Quoted passage:
Moore-Gilbert, speaking via video link, said she was “unable to present evidence during the trial” and could not understand the proceedings because they were conducted entirely in Farsi. She was sentenced to 10 years in prison on “ludicrous charges” of espionage. She was immediately placed in solitary confinement for seven months, one of the many examples of cruel and unjust punishment she said she endured, which also included exposure to infectious diseases and denial of medical care.

“He is ultimately responsible for my mistreatment,” Moore-Gilbert said of Raisi, adding: “I am taking part in this lawsuit under the TVPA in order to hold Raisi accountable for one injustice: My own.”

Babaei, another academic unjustly imprisoned in Iran, described the repulsive conditions he endured during his time in detention, revealing that inmates were not even provided with cups for drinking water.

“I lived in a constant trauma,” he said as he told how he saw fellow prisoners being taken away to be hanged, which he said kept him in a continuous state of fear that he would be next.

Mohebbi said that Iranians have been “exposed to continuous trauma over the last 43 years.”

Describing his experiences in prison, he said the entire judiciary system, in which “the punishment of a defender is already sealed,” had conspired against him.

He said: “With this lawsuit, the survivors and victims of the regime send a very clear message to the butchers of Tehran that you will never break our soul, our resilience, and our fight for our human dignity is not one that we will lose.”

The lawsuit brings three cases to the court, he added, but they “represent thousands of Iranians whose rights to express justice, their rights to express themselves, and their rights to express their suffering has been taken away.”

Marjam Keypour Greenblatt, a human rights activist and non-resident scholar at the Middle East Institute, told Arab News: “I am here to support the rights of Iranian people who are having their rights violated by the regime on a regular basis. I am here to echo their voices and to make sure there is justice where justice is rarely seen.”

Justice is the ultimate goal of the civil case against Raisi but success in achieving this justice, which thousands of others have been denied, could be a difficult prospect.

Gissou Nia, director of the Atlantic Council’s Strategic Litigation Project, told Arab News that the TVPA is “the right act to use here because you can seek remedies for crimes that were committed elsewhere.”

Stored records
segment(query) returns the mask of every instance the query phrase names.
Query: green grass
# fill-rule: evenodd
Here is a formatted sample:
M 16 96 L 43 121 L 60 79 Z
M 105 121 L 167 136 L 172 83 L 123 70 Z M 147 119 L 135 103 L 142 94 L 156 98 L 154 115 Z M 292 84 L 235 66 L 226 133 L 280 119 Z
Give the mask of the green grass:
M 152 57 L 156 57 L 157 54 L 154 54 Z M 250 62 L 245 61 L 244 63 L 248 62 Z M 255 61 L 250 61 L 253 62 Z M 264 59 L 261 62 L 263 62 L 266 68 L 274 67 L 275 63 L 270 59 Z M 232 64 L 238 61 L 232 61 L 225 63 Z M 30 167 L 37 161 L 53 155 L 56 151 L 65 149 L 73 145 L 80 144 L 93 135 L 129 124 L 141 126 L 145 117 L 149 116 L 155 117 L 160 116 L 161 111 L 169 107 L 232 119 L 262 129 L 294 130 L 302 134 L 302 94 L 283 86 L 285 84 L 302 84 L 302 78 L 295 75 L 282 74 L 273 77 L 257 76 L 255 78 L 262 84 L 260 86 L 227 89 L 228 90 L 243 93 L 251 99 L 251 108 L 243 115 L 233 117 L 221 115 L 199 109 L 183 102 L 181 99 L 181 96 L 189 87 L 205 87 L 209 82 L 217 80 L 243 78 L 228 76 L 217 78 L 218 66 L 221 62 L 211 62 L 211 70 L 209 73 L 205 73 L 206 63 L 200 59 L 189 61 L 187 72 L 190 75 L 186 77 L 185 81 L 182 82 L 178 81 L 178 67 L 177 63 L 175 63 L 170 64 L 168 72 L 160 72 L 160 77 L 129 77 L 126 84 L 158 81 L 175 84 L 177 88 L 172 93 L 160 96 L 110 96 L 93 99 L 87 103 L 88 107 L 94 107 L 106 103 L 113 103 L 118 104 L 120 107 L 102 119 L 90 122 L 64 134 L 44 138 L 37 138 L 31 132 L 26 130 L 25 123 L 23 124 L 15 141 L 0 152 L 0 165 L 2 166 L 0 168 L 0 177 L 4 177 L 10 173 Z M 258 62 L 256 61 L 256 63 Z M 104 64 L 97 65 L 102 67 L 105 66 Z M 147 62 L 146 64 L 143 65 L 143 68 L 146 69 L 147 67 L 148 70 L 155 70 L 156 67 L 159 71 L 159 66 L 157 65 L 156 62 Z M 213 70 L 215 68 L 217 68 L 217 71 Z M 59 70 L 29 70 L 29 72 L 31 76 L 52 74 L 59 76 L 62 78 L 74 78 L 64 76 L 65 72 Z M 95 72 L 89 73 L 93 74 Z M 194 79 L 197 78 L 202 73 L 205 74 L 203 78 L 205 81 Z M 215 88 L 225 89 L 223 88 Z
==
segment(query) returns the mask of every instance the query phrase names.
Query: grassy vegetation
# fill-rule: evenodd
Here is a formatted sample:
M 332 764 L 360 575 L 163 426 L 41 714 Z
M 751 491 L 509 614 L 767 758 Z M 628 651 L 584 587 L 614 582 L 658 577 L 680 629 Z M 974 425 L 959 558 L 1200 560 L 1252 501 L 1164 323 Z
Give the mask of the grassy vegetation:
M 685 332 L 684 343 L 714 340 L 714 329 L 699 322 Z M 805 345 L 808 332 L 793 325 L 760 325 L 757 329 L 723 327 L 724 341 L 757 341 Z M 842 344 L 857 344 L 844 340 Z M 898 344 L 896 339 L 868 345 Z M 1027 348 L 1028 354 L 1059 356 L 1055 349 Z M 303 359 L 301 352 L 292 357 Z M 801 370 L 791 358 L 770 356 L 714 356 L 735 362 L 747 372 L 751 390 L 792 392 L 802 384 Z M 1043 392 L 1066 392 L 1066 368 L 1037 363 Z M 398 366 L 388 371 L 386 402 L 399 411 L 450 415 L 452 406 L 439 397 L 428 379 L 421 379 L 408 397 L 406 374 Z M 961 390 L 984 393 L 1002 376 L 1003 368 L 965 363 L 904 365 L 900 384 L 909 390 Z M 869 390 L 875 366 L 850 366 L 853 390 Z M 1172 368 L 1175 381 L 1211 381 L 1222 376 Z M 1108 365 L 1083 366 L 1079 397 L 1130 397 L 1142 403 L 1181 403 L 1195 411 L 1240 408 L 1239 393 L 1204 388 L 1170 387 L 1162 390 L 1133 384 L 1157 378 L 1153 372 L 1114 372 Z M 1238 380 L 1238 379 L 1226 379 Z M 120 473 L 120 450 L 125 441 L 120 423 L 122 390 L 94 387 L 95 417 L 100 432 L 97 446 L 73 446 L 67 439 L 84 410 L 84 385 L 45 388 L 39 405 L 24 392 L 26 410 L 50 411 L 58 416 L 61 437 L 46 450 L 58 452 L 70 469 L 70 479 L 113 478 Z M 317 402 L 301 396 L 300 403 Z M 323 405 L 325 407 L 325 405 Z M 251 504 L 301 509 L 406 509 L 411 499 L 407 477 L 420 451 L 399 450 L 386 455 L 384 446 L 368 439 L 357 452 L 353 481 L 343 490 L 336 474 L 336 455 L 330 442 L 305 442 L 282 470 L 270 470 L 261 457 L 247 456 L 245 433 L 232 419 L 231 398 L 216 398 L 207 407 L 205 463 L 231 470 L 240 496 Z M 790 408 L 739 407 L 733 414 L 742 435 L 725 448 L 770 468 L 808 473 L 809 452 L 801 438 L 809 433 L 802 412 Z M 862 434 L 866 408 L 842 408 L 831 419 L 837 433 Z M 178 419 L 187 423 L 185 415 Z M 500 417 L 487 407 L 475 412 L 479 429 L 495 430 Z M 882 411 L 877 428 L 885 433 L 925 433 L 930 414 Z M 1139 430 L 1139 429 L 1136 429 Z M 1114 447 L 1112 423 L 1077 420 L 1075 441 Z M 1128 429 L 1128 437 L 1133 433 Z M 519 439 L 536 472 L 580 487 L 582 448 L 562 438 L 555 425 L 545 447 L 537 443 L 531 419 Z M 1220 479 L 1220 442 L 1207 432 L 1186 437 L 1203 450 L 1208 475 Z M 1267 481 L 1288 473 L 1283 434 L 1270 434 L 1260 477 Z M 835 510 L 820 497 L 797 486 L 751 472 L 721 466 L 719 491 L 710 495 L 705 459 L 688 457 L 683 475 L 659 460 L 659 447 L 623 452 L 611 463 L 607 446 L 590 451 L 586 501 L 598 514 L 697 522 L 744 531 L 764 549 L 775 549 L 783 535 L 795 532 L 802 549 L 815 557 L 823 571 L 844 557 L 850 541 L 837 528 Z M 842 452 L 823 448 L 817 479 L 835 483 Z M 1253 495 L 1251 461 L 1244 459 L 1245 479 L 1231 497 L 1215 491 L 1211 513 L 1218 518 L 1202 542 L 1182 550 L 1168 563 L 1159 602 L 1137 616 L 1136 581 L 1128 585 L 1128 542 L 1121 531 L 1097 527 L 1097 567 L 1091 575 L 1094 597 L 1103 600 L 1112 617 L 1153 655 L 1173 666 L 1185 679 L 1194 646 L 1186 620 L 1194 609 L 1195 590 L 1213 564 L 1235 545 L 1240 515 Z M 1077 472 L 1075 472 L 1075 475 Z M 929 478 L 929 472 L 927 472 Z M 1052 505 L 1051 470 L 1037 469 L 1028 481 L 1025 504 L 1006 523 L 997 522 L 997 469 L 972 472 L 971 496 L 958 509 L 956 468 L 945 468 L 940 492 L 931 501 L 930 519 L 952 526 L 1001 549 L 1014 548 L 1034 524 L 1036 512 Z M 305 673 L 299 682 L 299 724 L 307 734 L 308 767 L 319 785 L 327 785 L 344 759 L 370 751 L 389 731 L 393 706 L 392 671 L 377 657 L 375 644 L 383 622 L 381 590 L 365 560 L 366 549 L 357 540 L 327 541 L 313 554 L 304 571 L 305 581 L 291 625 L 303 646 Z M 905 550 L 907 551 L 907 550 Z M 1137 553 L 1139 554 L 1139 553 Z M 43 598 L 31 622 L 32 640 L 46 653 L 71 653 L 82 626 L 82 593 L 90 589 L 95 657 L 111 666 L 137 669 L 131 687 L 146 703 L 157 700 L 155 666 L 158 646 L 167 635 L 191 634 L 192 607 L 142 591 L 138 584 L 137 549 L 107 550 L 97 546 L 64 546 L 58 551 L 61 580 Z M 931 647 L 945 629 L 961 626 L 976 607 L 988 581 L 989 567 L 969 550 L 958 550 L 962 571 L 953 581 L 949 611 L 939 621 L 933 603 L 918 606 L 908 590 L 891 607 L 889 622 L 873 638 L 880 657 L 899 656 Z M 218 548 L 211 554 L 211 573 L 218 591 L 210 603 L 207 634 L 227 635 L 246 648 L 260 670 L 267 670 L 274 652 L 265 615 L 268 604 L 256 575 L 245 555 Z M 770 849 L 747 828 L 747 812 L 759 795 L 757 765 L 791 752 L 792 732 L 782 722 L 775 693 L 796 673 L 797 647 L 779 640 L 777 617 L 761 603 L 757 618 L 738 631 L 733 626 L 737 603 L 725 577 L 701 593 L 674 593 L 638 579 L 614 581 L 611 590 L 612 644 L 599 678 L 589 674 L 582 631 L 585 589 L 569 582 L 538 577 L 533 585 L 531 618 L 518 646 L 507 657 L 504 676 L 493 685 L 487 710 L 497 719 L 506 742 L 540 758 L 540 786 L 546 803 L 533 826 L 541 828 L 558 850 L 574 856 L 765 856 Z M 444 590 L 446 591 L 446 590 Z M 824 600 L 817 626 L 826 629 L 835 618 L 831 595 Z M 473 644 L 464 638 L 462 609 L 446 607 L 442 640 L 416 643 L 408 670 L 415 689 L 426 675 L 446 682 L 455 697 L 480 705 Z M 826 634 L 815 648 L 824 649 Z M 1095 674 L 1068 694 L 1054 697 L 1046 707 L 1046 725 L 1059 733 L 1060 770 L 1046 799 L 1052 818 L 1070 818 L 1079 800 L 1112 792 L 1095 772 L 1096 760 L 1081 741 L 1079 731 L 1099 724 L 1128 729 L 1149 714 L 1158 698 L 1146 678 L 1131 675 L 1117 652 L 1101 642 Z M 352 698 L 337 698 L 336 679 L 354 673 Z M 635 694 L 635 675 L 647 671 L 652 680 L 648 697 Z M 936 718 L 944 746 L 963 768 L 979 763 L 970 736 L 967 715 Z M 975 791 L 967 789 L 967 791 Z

Apply what you read:
1. According to the article about the lawsuit against Raisi, how long was Moore-Gilbert held in solitary confinement?
2. Reproduce word for word the stretch of the article about the lawsuit against Raisi from "Babaei, another academic" through "would be next.".
3. Resume the article about the lawsuit against Raisi, picking up after its final sentence.
The data is separate material and is not part of the article about the lawsuit against Raisi.

Answers:
1. Seven months.

2.
Babaei, another academic unjustly imprisoned in Iran, described the repulsive conditions he endured during his time in detention, revealing that inmates were not even provided with cups for drinking water.

“I lived in a constant trauma,” he said as he told how he saw fellow prisoners being taken away to be hanged, which he said kept him in a continuous state of fear that he would be next.

3.
She added: “The legal team wants to serve process but provided that he is served then there would be determinations around immunity. With this particular matter, if the defendant was a head of government from France or Germany (for example), then the court would most likely take judicial notice and say that Raisi is protected by head-of-state immunity.

“But because it’s Iran, and under US law there are some different exceptions to state immunity as it applies to Iran, the court may opt to ask the State Department for their view. This could take a while but there is a chance that the suit moves forward.”

Raisi is not obliged to respond to a civil lawsuit, however, and if he chooses not to engage with the legal proceedings the court could issue a default ruling against him and in favor of the plaintiffs.

The president is not a member of Iran’s permanent mission to the UN and therefore does not qualify for diplomatic immunity. However he is afforded protection from being served with legal papers while he is in the UN headquarters and the surrounding district, and while traveling between there and his accommodation. However, the legal papers could be served against him if his accommodation in New York, or any non-official activities he takes part in, are outside the borders of the UN district.

Nizar Zakka, a former prisoner of the Iranian regime, told Arab News: “The most important part of this lawsuit is that the Iranian regime needs to know that they will be hunted wherever they go (and) they will be sued until they stop these activities, like hostage-taking, that they have been doing since 1979.”

For those dissident Iranians and Western hostages who continue to endure physical and psychological trauma after years of unjust confinement, that hunt continues this week in New York City.